■ **Prompt**
From the first entry to the last, copy everything exactly except the pictures.

■ **Recorded data**
######
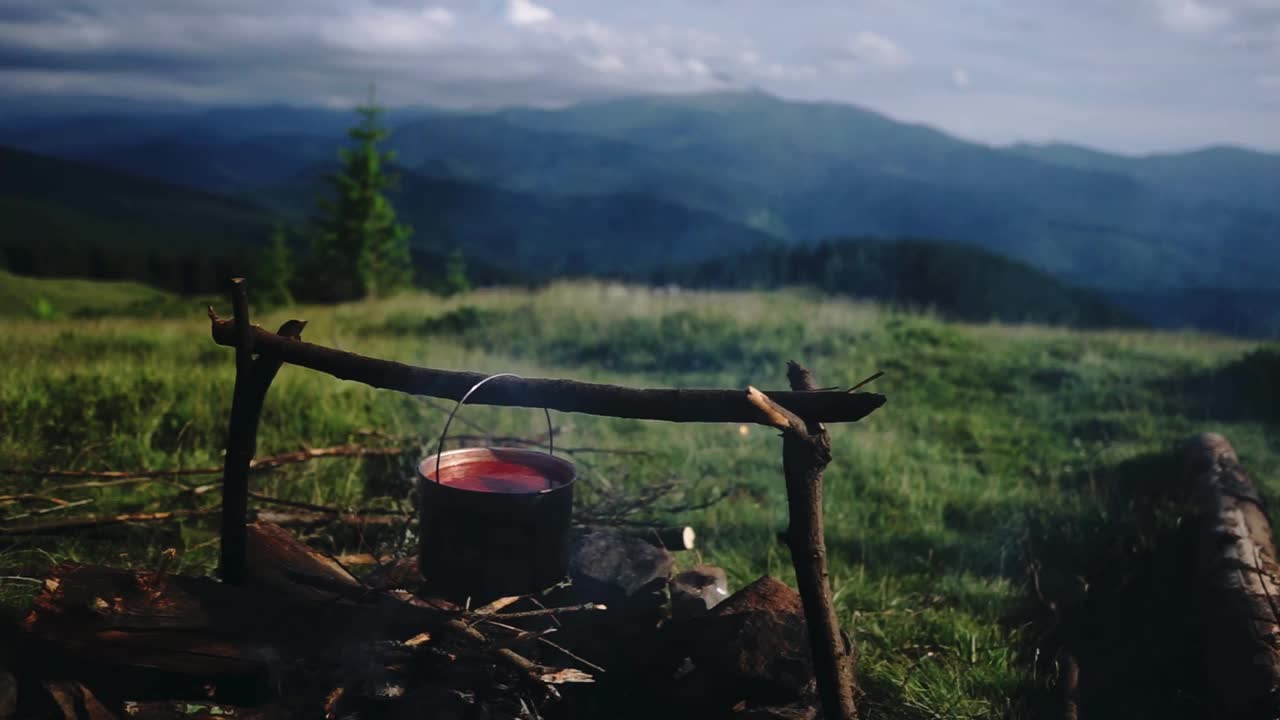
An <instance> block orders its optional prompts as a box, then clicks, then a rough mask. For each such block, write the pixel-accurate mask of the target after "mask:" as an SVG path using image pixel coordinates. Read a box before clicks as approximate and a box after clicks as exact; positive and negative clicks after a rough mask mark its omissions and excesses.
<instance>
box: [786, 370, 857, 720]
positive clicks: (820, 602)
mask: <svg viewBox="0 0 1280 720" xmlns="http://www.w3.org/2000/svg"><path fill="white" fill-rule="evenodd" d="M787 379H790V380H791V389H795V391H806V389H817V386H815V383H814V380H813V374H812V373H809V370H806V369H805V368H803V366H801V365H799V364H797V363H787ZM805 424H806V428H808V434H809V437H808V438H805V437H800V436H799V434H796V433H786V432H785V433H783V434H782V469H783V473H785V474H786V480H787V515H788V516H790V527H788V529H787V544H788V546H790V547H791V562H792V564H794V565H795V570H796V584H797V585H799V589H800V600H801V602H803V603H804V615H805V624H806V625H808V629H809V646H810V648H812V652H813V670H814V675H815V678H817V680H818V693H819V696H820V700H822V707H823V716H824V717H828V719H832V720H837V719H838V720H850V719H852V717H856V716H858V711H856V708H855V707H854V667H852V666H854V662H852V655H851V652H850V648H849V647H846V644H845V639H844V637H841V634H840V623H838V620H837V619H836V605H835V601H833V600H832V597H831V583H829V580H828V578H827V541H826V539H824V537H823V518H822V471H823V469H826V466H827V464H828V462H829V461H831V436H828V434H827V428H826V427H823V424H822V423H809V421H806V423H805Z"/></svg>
######
■ **Exercise answer**
An <instance> block orders its optional prompts as a box, then clicks, then a rough mask. For each such block, write the pixel-accurate mask of the target after "mask:" as an SVG path using image pixel coordinates. Read a box before clicks as approximate and a box after clicks as exact; positive and negative clicks after a rough mask mark its omissions and excesses.
<instance>
box: [786, 370, 857, 720]
positive clicks: (820, 602)
mask: <svg viewBox="0 0 1280 720" xmlns="http://www.w3.org/2000/svg"><path fill="white" fill-rule="evenodd" d="M787 379H790V380H791V389H795V391H806V389H817V386H815V383H814V380H813V374H812V373H809V370H806V369H805V368H803V366H801V365H799V364H797V363H787ZM805 424H806V428H808V434H809V437H808V438H805V437H800V436H799V434H796V433H786V432H785V433H783V434H782V469H783V473H785V474H786V480H787V515H788V516H790V527H788V529H787V544H788V546H790V547H791V562H792V564H794V565H795V570H796V584H797V585H799V589H800V600H801V602H803V603H804V615H805V624H806V625H808V629H809V646H810V648H812V652H813V670H814V675H815V678H817V680H818V693H819V696H820V700H822V707H823V716H824V717H828V719H832V720H837V719H838V720H850V719H852V717H856V716H858V711H856V708H855V707H854V667H852V666H854V662H852V655H851V652H850V648H849V647H846V644H845V639H844V637H841V634H840V623H838V620H837V619H836V605H835V601H833V600H832V597H831V583H829V580H828V578H827V541H826V539H824V537H823V518H822V471H823V469H826V466H827V464H828V462H829V461H831V436H828V434H827V428H826V427H823V424H822V423H809V421H806V423H805Z"/></svg>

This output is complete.